TEXT EXCERPT
An app installed by over four million Iranian citizens has been taken down from the Google Play store, following accusations that it was spying on them and that it was misleading by design.
Over four million Iranians had installed the ‘AC19’ app after the Iranian government sent a mass SMS to all its citizens encouraging them to do so. Promising to detect coronavirus symptoms, the app was intended to help relieve the burden on the country’s hospitals from citizens rushing in to check whether their symptoms matched those of the deadly new virus.
However, since the app collected phone numbers and geographic location details, the government was soon accused of wanting to use it to spy on people. The country saw several large anti-government protests just prior to the coronavirus outbreak, in the aftermath of the revelation that the government had accidentally shot down a Ukrainian plane carrying several of Iranian citizens as well as foreign nationals.
#Breaking— 🤖Nariman (@NarimanGharib) March 7, 2020
Iran’s Health Ministry sent a message to Iranians asking them to use an app to check potential #coronavirus symptoms, before heading to the hospital.
We just uncovered that the Iranian regime is using this app as a tool to spy on Iranians.https://t.co/uH5MRYIv16 pic.twitter.com/2tjUMD26Jk
While Google gave no reason for pulling it from the app store, ZDNet reported that it could have been due to the misleading claim that the app could detect symptoms. The website also spoke to Android malware researcher Lukas Stefanko who said that it was not “a malicious Trojan or spyware.”
Iran’s Information and Communication Technology minister even shared a tweet showing a ‘risk map’ of the coronavirus based on the “data mining of 4 million participants in AC19 app”.
از دادهکاوی اطلاعات ۳ میلیون نفر از مشارکتکنندگان در اپلیکیشن ac19، این نقشهی میزان خطر احتمال ابتلا به #کرونا در مناطق تهران به دست آمد.— MJ Azari Jahromi (@azarijahromi) March 9, 2020
رسانه باشید تا دیگران نیز از مخاطرات اطراف خود آگاه شوند. لطفا در خانه بمانید!
#همهباهم برای ایران🇮🇷 pic.twitter.com/5slrA8iDhW
The French cybersecurity researcher who goes by the name ‘Elliot Anderson’ has explored the app to find out what data it collects and who it sends this data to. In a Twitter thread, Anderson connects the app to an Iranian app developer who has made products for the Iranian government in the past.

DATASET ENTRIES
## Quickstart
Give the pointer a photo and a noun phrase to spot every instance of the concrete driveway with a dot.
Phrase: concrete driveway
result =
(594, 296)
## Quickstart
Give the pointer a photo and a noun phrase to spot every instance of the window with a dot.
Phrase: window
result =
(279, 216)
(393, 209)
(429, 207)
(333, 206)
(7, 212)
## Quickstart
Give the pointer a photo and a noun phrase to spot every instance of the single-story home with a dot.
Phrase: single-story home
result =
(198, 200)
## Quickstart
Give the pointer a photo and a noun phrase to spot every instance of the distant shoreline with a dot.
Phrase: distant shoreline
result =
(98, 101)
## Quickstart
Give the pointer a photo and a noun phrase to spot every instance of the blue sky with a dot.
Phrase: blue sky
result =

PROBLEM SET
A. In the article about the Iranian AC19 app, what details did the app collect that led to accusations that the government wanted to spy on people?
B. Reproduce the part of the AC19 app article starting with "#Breaking— 🤖Nariman (@NarimanGharib)" and going on through "to the hospital.".
C. Write the next part of the article about the Iranian AC19 app, picking up after its last sentence.

PER-TASK ANSWERS
A. Phone numbers and geographic location details.

B.
#Breaking— 🤖Nariman (@NarimanGharib) March 7, 2020
Iran’s Health Ministry sent a message to Iranians asking them to use an app to check potential #coronavirus symptoms, before heading to the hospital.

C.
Anderson shows how the website offering direct downloads of the app was registered by a Mostafa Anoosheh, who was linked to an app developer that had earlier created clones of the popular messaging app Telegram, which were accused of spying on their users. In December 2018, Telegram started sending a message to users of these apps warning them that the app could be unsafe. The apps were removed from the Google Play store, and some reports claim their makers were linked to Iranian intelligence agencies.
Anderson also pointed out that since the app did not have ‘rate-limiting’, there was scope for it to abuse the OTP code validation process and possibly take over the users’ other accounts.
PS2: You can probably take over any user account in the app. There is no rate limiting in the otp code validation during the register process. So you can test all the possible code and boom. I didn’t test fully but it should work. But hey it’s a secret don’t tell anyone 🤫— Elliot Alderson (@fs0c131y) March 10, 2020
Anderson had earlier revealed how an estimated 67 lakh Aadhaar numbers could have been leaked by state-owned gas company Indane.
Iran currently battles the worst coronavirus outbreak in the Middle East. With over 7,000 cases and 237 deaths, Iran also faces mounting public panic after several officials have tested positive for the virus and some citizens indulged in activities like the ‘lick the shrine’ challenge.